* _The exercise_
Transcribe the records that follow, preserving every word.

--- BEGIN Task data ---

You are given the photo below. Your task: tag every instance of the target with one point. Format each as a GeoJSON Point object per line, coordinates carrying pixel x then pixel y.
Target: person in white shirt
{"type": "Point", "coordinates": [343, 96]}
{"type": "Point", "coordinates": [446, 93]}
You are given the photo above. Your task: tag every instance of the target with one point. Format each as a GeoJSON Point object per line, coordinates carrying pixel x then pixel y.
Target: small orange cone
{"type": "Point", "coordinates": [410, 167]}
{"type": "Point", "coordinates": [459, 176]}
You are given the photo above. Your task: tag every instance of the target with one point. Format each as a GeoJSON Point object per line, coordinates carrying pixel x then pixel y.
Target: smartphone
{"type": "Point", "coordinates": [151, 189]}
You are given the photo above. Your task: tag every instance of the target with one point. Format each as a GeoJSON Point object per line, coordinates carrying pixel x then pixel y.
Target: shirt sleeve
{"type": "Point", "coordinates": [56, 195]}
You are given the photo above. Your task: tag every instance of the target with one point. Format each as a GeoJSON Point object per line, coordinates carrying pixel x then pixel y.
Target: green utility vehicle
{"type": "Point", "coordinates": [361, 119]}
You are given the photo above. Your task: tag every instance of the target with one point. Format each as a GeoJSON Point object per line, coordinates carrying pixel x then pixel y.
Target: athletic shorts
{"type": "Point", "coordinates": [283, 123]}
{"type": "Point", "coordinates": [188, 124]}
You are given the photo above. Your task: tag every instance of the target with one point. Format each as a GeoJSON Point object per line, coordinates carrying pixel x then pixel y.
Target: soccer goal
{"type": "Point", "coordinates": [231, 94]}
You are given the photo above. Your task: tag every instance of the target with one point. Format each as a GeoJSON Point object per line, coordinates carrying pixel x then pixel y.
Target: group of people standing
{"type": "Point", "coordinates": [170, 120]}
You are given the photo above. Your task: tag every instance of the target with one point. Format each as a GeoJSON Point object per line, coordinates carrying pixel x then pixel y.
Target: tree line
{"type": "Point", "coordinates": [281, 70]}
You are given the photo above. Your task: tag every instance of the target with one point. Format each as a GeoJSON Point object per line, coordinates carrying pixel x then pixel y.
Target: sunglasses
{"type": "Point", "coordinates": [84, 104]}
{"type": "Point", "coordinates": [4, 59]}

--- END Task data ---

* _Written solution_
You are given the photo below. Your task: tag every instance of the target with one point. Format each as a GeoJSON Point object per line, coordinates carrying pixel x then pixel y.
Target: person in white shirt
{"type": "Point", "coordinates": [343, 96]}
{"type": "Point", "coordinates": [446, 93]}
You are given the photo above. Your task: tag every instance of the target with one point. Format each as a GeoJSON Point object per line, coordinates carrying pixel x then pixel y.
Target: small orange cone
{"type": "Point", "coordinates": [410, 167]}
{"type": "Point", "coordinates": [459, 176]}
You are given the photo above. Your task: tag every instance of the target with one point. Format each as a GeoJSON Point object per line, coordinates carrying pixel x then pixel y.
Target: smartphone
{"type": "Point", "coordinates": [151, 189]}
You are given the photo above. Your task: tag every instance of the target with one point. Format each as a GeoJSON Point object per line, coordinates carrying pixel x then pixel y.
Target: shirt sleeve
{"type": "Point", "coordinates": [56, 195]}
You are given the photo above. Your task: tag every instance of the target with one point. Format each as a GeoJSON Point object per line, coordinates carrying pixel x then pixel y.
Target: green utility vehicle
{"type": "Point", "coordinates": [361, 119]}
You are given the photo above. Your task: tag every instance of the target with one point. Format each as a GeoJSON Point object per line, coordinates carrying pixel x then pixel y.
Target: athletic shorts
{"type": "Point", "coordinates": [283, 123]}
{"type": "Point", "coordinates": [188, 124]}
You are given the photo above. Your task: tag every instance of the target with one point. Format each as a GeoJSON Point object per line, coordinates carrying pixel x then pixel y.
Target: soccer goal
{"type": "Point", "coordinates": [231, 94]}
You are given the photo above. Your task: tag every instance of the target with one point. Format each as a GeoJSON Point object per line, coordinates carrying pixel x then pixel y.
Target: group of people standing
{"type": "Point", "coordinates": [170, 120]}
You are given the photo above. Your task: tag every instance of the target with one point. Format each as a GeoJSON Point object per line, coordinates carrying pixel x then pixel y.
Target: tree line
{"type": "Point", "coordinates": [281, 70]}
You are given the photo above. Your task: tag every instance of the target with one point. Format each as a GeoJSON Point object per line, coordinates carrying pixel x then pixel y.
Target: sunglasses
{"type": "Point", "coordinates": [84, 104]}
{"type": "Point", "coordinates": [4, 59]}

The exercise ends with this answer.